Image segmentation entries
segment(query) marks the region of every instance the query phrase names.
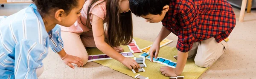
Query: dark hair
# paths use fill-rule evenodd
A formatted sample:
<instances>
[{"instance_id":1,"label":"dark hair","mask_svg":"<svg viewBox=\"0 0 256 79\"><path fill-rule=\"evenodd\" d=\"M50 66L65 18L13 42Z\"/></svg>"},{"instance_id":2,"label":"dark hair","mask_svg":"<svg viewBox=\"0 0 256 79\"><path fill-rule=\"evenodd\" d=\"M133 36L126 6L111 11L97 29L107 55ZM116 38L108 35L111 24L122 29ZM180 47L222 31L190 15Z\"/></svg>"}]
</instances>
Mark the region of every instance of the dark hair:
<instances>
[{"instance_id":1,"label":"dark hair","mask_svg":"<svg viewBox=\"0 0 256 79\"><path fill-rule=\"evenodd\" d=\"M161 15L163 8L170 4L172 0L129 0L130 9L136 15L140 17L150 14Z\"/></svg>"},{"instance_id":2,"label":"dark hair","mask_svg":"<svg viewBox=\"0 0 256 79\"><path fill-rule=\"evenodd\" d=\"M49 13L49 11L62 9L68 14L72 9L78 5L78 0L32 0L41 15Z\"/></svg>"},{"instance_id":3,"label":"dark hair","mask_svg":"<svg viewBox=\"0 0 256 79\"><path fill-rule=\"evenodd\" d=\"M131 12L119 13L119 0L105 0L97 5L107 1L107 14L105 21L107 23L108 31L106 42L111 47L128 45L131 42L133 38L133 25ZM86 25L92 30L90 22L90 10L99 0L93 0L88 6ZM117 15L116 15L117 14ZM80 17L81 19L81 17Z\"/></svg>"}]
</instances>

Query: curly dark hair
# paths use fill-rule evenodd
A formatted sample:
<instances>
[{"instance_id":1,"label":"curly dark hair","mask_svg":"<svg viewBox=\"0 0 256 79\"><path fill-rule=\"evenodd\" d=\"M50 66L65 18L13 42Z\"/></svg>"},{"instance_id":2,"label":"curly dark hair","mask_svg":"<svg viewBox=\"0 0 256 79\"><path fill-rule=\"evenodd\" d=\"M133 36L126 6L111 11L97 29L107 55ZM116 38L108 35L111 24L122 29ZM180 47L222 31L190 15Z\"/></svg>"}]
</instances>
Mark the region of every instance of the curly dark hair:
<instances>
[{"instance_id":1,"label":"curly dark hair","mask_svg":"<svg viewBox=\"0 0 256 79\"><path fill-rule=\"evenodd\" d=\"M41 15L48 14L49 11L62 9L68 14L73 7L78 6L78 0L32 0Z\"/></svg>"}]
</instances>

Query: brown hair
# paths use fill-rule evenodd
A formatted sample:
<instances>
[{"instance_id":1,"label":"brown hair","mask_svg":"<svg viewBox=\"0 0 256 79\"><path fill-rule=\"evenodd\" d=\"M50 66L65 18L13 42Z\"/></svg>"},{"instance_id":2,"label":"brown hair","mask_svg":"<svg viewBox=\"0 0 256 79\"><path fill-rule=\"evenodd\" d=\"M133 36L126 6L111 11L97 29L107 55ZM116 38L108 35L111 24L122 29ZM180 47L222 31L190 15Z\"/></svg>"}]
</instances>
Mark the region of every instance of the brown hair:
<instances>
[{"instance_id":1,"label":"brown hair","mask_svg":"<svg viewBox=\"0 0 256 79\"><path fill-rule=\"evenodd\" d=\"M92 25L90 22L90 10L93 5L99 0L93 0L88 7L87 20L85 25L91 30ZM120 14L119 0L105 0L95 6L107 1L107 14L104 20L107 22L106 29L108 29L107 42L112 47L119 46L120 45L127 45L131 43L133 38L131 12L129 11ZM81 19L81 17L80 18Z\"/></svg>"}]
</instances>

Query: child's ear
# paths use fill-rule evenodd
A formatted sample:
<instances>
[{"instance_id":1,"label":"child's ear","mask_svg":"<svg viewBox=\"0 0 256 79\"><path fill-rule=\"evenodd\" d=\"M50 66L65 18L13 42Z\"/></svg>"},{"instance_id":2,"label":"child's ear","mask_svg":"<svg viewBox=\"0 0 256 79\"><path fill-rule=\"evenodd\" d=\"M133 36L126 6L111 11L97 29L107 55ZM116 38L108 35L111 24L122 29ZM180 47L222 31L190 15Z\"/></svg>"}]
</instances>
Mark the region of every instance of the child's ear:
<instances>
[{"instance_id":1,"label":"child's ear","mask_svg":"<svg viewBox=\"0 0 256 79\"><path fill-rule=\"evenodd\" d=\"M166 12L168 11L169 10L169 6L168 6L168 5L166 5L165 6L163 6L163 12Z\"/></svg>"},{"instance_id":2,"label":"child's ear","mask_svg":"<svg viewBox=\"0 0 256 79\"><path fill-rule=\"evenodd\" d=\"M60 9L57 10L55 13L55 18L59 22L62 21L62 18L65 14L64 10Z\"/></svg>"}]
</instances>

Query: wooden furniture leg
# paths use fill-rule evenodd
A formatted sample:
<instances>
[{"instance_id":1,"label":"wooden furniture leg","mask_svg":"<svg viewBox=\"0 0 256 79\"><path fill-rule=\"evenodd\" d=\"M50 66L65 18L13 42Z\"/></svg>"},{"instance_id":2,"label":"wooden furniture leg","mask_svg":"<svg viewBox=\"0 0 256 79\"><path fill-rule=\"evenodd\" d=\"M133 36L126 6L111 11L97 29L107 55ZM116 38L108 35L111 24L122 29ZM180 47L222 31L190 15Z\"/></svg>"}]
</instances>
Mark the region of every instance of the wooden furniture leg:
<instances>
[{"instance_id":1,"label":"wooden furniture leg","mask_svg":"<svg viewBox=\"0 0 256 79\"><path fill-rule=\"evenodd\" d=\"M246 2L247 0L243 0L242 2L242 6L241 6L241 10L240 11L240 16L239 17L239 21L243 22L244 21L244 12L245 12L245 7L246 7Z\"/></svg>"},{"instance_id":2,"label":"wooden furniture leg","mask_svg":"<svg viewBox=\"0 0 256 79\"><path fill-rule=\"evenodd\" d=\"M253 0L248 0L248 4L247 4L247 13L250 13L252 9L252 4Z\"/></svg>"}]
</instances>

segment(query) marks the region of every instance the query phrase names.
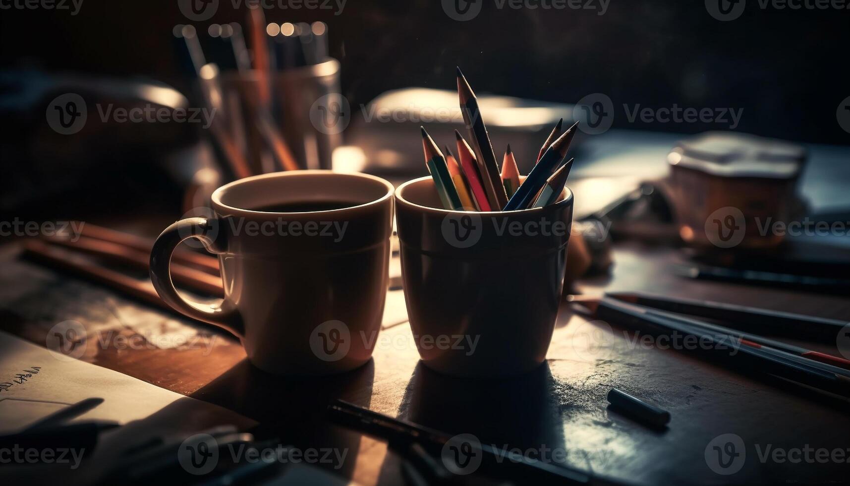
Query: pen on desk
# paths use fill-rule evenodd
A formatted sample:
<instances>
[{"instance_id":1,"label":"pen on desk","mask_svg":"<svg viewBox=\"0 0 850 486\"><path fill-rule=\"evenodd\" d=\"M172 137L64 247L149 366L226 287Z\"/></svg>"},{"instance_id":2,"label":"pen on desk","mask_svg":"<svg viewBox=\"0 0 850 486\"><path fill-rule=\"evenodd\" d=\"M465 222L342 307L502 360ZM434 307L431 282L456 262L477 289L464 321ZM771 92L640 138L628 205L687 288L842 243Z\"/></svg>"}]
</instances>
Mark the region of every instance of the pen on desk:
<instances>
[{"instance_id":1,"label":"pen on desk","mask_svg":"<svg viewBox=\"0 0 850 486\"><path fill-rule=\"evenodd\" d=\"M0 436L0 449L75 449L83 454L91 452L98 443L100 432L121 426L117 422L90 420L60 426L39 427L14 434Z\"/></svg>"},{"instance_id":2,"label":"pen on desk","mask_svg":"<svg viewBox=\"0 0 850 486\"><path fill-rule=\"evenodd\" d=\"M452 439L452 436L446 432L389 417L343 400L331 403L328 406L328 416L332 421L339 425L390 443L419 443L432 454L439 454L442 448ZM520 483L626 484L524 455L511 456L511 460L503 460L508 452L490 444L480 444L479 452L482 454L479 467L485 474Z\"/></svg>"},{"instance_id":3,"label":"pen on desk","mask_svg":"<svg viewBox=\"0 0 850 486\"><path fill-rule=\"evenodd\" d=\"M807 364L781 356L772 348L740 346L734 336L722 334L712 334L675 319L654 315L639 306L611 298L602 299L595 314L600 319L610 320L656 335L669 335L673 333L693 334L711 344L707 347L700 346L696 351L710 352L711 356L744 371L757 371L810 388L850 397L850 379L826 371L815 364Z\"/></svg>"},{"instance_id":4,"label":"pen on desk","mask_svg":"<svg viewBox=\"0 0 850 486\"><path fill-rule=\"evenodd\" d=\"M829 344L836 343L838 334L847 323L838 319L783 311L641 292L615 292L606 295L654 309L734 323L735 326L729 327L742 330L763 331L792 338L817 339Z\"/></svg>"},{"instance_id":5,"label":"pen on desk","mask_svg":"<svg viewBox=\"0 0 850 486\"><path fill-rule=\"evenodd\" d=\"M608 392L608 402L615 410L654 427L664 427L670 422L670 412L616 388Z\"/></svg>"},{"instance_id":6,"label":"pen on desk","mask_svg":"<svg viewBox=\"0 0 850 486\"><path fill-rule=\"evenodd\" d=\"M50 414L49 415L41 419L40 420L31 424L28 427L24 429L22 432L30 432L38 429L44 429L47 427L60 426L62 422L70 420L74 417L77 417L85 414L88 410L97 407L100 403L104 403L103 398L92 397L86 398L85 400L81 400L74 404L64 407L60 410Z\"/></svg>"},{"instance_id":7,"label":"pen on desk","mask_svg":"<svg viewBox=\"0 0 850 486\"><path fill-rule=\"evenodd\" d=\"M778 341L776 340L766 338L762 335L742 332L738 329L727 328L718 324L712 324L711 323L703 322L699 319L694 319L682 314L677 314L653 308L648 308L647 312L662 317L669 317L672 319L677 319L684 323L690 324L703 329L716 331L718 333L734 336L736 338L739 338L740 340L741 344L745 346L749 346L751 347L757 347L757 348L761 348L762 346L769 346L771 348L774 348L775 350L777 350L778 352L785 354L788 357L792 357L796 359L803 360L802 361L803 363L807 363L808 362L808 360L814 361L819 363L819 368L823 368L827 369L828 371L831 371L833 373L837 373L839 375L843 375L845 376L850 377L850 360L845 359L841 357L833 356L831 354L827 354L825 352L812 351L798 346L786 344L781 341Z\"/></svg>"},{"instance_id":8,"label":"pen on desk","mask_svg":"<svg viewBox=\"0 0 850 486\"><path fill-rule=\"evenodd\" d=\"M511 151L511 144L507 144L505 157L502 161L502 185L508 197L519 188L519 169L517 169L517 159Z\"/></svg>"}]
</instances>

> _Problem description_
Display each line from the records above in which the word "child" appears.

> _Solved problem_
Query: child's ear
[{"instance_id":1,"label":"child's ear","mask_svg":"<svg viewBox=\"0 0 256 79\"><path fill-rule=\"evenodd\" d=\"M50 66L65 18L13 42Z\"/></svg>"},{"instance_id":2,"label":"child's ear","mask_svg":"<svg viewBox=\"0 0 256 79\"><path fill-rule=\"evenodd\" d=\"M133 36L126 6L111 11L97 29L107 55ZM116 38L108 35L111 24L122 29ZM180 47L222 31L190 15Z\"/></svg>"}]
Mark the region of every instance of the child's ear:
[{"instance_id":1,"label":"child's ear","mask_svg":"<svg viewBox=\"0 0 256 79\"><path fill-rule=\"evenodd\" d=\"M166 12L168 11L169 10L169 6L168 6L168 5L166 5L165 6L163 6L163 12Z\"/></svg>"},{"instance_id":2,"label":"child's ear","mask_svg":"<svg viewBox=\"0 0 256 79\"><path fill-rule=\"evenodd\" d=\"M60 9L57 10L55 13L55 18L59 22L62 21L62 18L65 14L64 10Z\"/></svg>"}]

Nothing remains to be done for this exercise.